## REQUEST A:
According to the thread on flush decisions, when did a region flush size of 128 MB trigger a flush in the past?
## REQUEST B:
Reproduce word for word the part of the records that opens with their first line and closes with the line containing "point(104, 414)", both included, and leave the pictures out.

Re: [DISCUSS] Should flush decisions be made based on data size (key-value only) or based on heap size (including metadata overhead)?

Anoop John Mon, 07 Aug 2017 00:23:33 -0700

Sorry for being later to reply.

So u mean we should track both sizes even at Region level?  This was
considered at that time but did not do as that will add more overhead.
We have to deal with 2 AtomicLongs in every Region.  Right now we
handle this double check at RS level only so that added just one more
variable dealing.


-Anoop-

On Mon, Jul 10, 2017 at 7:34 PM, Eshcar Hillel
<[email protected]> wrote:
> Here is a suggestion:We can track both heap and off-heap sizes and have 2 
> thresholds one for limiting heap size and one for limiting off-heap size.And 
> in all decision making junctions we check whether one of the thresholds is 
> exceeded and if it is we trigger a flush. We can choose which entity to flush 
> based on the cause.For example, if we decided to flush since the heap size 
> exceeds the heap threshold than we flush the region/store with greatest heap 
> size. and likewise for off-heap flush.
>
> I can prepare a patch.
>
> This is not rolling back HBASE-18294 simply refining it to have different 
> decision making for the on and off heap cases.
>
> On Monday, July 10, 2017, 8:25:12 AM GMT+3, Anoop John 
> <[email protected]> wrote:
>
> Stack and others..
> We wont do any OOM or FullGC issues.  Because globally at RS level we
> will track both the data size (of all the memstores) and the heap
> size.  The decision there accounts both. In fact in case of normal on
> heap memstores, the accounting is like the old way of heap size based.
>
> At region level (and at Segments level)  we track data size only.  The
> decisions are based on data size.
>
> So in the past region flush size of 128 MB means we will flush when
> the heap size of that region crosses 128 MB.  But now it is data size
> alone.  What I feel is that is more inclined to a normal user
> thinking.  He say flush size of 128 MB and then the thinking can be
> 128 MB of data.

## RECORD SET:
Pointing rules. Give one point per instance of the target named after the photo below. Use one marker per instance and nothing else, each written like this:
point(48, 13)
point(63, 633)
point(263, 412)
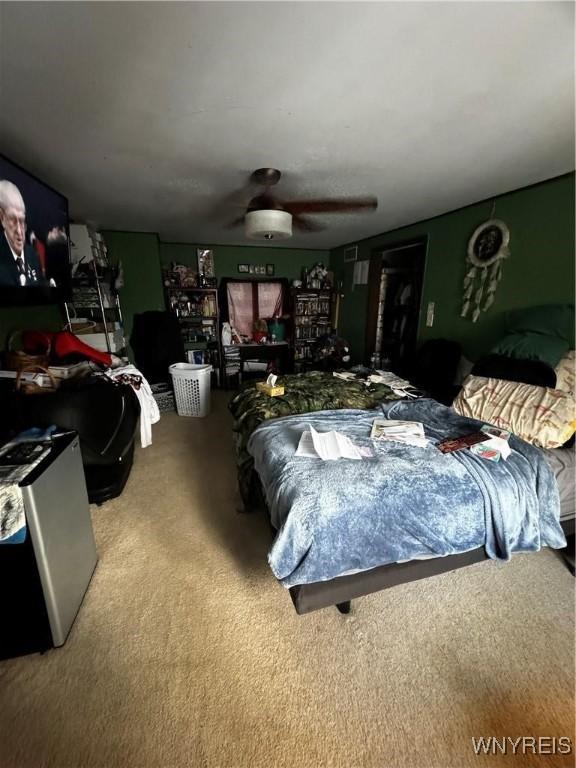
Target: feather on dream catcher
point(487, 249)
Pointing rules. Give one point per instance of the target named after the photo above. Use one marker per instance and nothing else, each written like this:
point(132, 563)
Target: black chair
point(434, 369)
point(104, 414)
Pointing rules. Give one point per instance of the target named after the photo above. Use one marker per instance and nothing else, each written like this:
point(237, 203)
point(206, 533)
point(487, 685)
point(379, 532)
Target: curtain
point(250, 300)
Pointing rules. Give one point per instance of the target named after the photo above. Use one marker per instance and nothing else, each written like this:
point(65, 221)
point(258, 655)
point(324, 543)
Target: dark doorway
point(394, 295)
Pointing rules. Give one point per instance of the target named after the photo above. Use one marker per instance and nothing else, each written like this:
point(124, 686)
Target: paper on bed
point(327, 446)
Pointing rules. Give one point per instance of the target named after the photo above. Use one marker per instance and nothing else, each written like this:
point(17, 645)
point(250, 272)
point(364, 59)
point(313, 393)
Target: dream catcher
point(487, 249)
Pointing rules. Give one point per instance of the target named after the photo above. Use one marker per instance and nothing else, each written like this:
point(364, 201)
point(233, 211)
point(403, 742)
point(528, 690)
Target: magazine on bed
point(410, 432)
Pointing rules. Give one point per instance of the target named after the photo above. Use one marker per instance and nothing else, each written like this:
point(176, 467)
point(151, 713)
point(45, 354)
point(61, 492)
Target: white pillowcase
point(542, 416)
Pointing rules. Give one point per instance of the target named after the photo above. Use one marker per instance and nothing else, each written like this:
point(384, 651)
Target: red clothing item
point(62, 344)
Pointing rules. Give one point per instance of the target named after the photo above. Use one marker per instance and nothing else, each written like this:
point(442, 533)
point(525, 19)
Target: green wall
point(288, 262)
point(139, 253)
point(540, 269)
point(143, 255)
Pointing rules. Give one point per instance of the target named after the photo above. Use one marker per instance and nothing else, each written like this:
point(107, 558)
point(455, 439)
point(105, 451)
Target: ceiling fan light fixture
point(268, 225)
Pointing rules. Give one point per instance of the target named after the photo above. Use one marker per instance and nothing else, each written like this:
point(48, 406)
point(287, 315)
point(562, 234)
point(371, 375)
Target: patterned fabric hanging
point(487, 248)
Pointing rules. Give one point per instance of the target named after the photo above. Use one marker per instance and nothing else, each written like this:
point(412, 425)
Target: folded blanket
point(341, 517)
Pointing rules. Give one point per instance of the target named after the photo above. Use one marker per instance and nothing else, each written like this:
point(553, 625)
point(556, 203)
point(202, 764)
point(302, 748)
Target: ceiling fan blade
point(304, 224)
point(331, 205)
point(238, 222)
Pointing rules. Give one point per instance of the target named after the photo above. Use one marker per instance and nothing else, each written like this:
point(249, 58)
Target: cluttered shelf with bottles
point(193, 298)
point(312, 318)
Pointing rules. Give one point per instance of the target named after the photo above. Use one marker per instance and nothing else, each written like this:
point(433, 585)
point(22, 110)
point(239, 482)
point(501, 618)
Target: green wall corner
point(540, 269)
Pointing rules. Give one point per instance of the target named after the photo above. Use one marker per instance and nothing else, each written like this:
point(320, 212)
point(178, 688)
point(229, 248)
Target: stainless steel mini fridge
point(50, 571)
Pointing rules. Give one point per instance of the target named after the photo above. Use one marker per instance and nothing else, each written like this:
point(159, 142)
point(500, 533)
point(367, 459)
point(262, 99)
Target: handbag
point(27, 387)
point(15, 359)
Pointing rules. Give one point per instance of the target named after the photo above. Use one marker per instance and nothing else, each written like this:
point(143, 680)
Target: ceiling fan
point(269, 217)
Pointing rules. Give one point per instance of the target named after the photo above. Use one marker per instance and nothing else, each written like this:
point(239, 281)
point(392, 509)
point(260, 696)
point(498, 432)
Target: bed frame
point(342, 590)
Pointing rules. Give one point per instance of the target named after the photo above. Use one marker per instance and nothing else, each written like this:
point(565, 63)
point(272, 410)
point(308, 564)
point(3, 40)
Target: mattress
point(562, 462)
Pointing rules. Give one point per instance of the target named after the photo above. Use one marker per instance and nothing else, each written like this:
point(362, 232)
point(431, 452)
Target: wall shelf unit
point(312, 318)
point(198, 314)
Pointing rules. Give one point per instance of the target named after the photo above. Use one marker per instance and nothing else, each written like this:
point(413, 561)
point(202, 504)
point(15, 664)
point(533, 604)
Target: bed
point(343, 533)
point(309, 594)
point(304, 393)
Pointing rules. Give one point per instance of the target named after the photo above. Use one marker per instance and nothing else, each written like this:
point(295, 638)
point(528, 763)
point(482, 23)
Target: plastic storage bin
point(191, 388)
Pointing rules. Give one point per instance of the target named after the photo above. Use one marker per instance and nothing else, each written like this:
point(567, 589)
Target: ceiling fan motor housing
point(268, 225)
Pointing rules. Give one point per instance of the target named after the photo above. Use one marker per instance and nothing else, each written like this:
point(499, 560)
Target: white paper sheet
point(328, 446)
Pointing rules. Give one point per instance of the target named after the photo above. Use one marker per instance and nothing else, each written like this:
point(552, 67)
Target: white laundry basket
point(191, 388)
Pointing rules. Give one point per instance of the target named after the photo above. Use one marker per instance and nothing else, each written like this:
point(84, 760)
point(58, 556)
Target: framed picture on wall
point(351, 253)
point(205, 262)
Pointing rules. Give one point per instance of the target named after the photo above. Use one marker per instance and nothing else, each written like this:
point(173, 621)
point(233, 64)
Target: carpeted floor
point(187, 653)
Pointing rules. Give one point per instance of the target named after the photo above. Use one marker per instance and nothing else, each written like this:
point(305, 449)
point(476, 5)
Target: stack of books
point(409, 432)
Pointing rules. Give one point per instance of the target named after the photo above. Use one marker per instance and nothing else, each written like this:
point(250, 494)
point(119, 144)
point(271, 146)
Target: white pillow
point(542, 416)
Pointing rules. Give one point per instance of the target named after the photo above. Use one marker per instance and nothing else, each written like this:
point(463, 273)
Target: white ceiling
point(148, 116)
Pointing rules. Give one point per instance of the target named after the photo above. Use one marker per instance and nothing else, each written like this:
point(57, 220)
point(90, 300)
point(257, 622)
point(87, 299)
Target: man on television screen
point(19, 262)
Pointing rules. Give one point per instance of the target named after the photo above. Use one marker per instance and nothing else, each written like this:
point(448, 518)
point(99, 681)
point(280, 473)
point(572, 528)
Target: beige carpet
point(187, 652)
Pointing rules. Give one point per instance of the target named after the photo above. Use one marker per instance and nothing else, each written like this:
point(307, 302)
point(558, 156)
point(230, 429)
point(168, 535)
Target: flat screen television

## RESPONSE A:
When the heap size of that region crossed 128 MB.

## RESPONSE B:
Pointing rules. Give one point per instance of the target named after the photo below. Use one marker per instance and nothing else, each written like this:
point(48, 13)
point(63, 633)
point(263, 412)
Target: feather on dream catcher
point(487, 249)
Pointing rules. Give one point per instance of the target named after the photo above. Use one marker per instance and nothing else, each written like this:
point(132, 563)
Target: black chair
point(434, 369)
point(104, 414)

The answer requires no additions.